Copy down the entire listing below word for word, omitting the pictures.

Provided records
┌──

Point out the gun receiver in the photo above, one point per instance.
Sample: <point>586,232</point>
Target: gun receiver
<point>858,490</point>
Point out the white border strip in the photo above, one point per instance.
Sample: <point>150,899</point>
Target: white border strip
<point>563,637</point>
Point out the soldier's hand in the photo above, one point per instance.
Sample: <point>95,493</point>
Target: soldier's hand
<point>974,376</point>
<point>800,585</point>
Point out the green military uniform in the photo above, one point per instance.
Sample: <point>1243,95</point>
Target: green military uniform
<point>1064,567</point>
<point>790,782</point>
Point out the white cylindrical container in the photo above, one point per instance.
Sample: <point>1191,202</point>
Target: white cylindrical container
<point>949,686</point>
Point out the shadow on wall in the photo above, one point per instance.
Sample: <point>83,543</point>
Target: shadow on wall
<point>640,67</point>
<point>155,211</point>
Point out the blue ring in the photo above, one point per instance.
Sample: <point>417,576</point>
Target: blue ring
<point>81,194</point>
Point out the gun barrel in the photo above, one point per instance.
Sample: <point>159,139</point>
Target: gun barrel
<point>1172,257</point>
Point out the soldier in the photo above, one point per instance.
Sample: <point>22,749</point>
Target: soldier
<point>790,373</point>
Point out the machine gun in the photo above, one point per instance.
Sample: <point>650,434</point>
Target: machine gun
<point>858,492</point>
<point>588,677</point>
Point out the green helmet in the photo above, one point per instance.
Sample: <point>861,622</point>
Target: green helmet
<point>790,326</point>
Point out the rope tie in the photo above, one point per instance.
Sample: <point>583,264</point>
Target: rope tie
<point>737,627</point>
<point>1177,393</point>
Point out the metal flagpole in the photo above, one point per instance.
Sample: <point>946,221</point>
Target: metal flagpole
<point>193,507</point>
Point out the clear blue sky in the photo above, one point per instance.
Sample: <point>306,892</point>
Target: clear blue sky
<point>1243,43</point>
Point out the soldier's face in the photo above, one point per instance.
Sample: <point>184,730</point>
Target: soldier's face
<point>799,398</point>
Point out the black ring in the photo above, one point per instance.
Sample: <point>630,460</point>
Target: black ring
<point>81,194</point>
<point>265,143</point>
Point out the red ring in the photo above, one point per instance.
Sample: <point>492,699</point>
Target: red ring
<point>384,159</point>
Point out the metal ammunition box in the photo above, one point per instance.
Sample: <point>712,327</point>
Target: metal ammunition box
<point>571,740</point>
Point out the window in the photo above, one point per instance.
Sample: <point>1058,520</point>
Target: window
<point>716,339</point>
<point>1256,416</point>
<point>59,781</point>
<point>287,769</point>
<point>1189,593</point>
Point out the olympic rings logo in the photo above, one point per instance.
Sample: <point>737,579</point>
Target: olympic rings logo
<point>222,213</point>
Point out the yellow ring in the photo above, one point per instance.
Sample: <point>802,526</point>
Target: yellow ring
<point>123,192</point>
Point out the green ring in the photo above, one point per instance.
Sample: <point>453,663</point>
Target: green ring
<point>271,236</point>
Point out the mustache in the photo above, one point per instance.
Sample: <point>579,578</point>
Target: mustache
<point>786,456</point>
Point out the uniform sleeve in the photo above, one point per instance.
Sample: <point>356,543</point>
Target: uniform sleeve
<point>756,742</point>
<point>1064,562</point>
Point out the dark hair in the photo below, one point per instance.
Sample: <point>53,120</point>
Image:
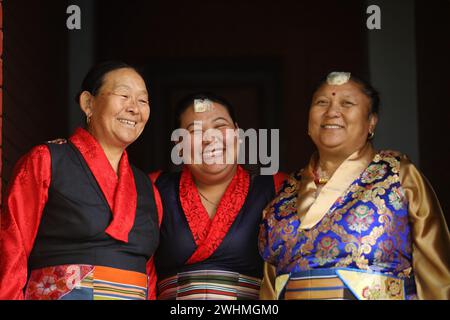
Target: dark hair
<point>188,101</point>
<point>93,80</point>
<point>366,88</point>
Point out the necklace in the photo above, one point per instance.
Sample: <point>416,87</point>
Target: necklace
<point>214,204</point>
<point>319,177</point>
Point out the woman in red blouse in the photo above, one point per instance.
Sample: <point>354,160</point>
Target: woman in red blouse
<point>79,221</point>
<point>212,210</point>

└──

Task response
Point out the gun receiver in the photo above, one point per instance.
Sample: <point>586,232</point>
Target: gun receiver
<point>858,490</point>
Point out the white border strip in the photo above, one point per instance.
Sample: <point>150,899</point>
Target: white border strip
<point>563,637</point>
Point out the soldier's hand in the photo above, one point per instance.
Sample: <point>95,493</point>
Target: soldier's hand
<point>974,376</point>
<point>800,585</point>
Point out the green military uniform in the photo above, one point per instance.
Sample: <point>1243,95</point>
Target: green military uniform
<point>1064,567</point>
<point>790,782</point>
Point out the white cylindrical container in the photo above, one point per instance.
Sample: <point>1191,202</point>
Target: white cylindrical container
<point>949,686</point>
Point out the shadow on wall in the photo above, one point per instance.
Sample: <point>83,543</point>
Target: shadow on wall
<point>640,67</point>
<point>155,211</point>
Point out the blue ring in the photo above, one point per instance.
Sample: <point>417,576</point>
Target: blue ring
<point>81,194</point>
Point out the gun barrel in the photo above, one point per instance.
Sample: <point>159,139</point>
Target: gun barrel
<point>1172,257</point>
Point out the soldier in the photo above, one point per instance.
Sample: <point>22,749</point>
Target: soldier
<point>790,373</point>
Point out the machine gun in the photo above, one point per instance.
Sample: <point>650,434</point>
Target: machine gun
<point>858,492</point>
<point>588,677</point>
Point out the green helmet in the photo above, one point per instance.
Sample: <point>861,622</point>
Target: green helmet
<point>790,326</point>
Point out the rope tie in the photo above, one point per instance.
Sample: <point>583,264</point>
Target: rope tie
<point>737,627</point>
<point>1177,393</point>
Point out the metal flagpole in the photo above, one point per instance.
Sample: <point>946,221</point>
Target: metal flagpole
<point>193,507</point>
Point out the clear blue sky in the photo above, one point per instance.
Sample: <point>306,892</point>
Target: clear blue sky
<point>1243,43</point>
Point out the soldier's face in the photo above, one point per instance.
Sample: <point>184,730</point>
Target: soldier's face
<point>799,398</point>
Point out the black ring in the photo above, one point per instance.
Sample: <point>630,460</point>
Target: black ring
<point>81,194</point>
<point>265,143</point>
Point out the red ring in the photo above, one point per instance.
Sample: <point>492,699</point>
Target: red ring
<point>384,159</point>
Point out the metal ammunition box in the photo above, one point per instance.
Sample: <point>712,327</point>
Target: metal ammunition box
<point>571,740</point>
Point out the window in the photo above, one point per instance.
Sample: <point>1058,520</point>
Target: window
<point>716,339</point>
<point>1256,416</point>
<point>59,781</point>
<point>287,769</point>
<point>1189,593</point>
Point out the olympic rings logo in the photo above, one point per instance.
Sample: <point>737,579</point>
Target: olympic rings logo
<point>222,213</point>
Point out the yellow ring in the photo above, one point per instance.
Sample: <point>802,526</point>
Target: yellow ring
<point>123,192</point>
Point out the green ring in the photo above, one point per instance.
Sample: <point>453,663</point>
Target: green ring
<point>271,236</point>
Point out the mustache in the photo above, one point per instance.
Sample: <point>579,578</point>
Target: mustache
<point>786,456</point>
Point out the uniform sleeve in the photo above, one point per instance.
Sample: <point>356,543</point>
Target: uniform sleeve
<point>756,742</point>
<point>1064,562</point>
Point out the dark hair in the photo below, one point per instance.
Sample: <point>53,120</point>
Image:
Target: dark hair
<point>188,101</point>
<point>93,80</point>
<point>366,88</point>
Point out the necklace in the photo above, one point per instance.
Sample: <point>416,87</point>
Target: necklace
<point>214,204</point>
<point>319,177</point>
Point out the woman in red blouse in the photo above, one point per instance.
Sample: <point>354,160</point>
Target: woman in red blouse
<point>79,221</point>
<point>212,210</point>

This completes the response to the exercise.